[Recorded data]

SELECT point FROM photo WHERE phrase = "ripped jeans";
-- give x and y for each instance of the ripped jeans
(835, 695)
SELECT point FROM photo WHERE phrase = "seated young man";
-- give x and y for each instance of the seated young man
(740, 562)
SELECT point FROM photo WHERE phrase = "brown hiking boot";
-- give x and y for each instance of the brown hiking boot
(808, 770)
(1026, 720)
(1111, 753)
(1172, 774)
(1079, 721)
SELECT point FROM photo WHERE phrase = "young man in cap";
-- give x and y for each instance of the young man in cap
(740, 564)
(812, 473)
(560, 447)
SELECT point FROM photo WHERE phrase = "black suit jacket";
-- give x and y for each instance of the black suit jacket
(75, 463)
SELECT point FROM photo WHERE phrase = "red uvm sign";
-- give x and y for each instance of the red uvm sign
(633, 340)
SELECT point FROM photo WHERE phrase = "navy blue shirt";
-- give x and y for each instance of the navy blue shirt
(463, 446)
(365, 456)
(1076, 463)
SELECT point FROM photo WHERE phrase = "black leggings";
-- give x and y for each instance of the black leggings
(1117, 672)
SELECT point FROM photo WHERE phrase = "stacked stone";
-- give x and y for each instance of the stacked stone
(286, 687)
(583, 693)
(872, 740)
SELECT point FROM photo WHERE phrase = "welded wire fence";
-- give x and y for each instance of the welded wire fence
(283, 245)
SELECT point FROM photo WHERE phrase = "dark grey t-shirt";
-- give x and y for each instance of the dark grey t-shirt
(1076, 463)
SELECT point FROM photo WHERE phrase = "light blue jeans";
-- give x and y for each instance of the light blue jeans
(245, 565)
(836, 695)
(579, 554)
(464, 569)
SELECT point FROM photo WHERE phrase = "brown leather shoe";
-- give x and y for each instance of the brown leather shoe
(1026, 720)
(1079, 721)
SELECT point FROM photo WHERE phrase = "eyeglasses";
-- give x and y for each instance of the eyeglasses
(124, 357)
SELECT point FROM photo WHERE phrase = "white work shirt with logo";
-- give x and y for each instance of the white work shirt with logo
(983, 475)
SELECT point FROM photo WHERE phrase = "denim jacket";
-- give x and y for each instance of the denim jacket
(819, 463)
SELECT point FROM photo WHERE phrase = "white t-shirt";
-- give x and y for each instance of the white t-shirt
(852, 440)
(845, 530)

**Directions for this task:** Count the lines in the rows above that contain the string "shirt", and give only that number.

**Solution to this task:** 8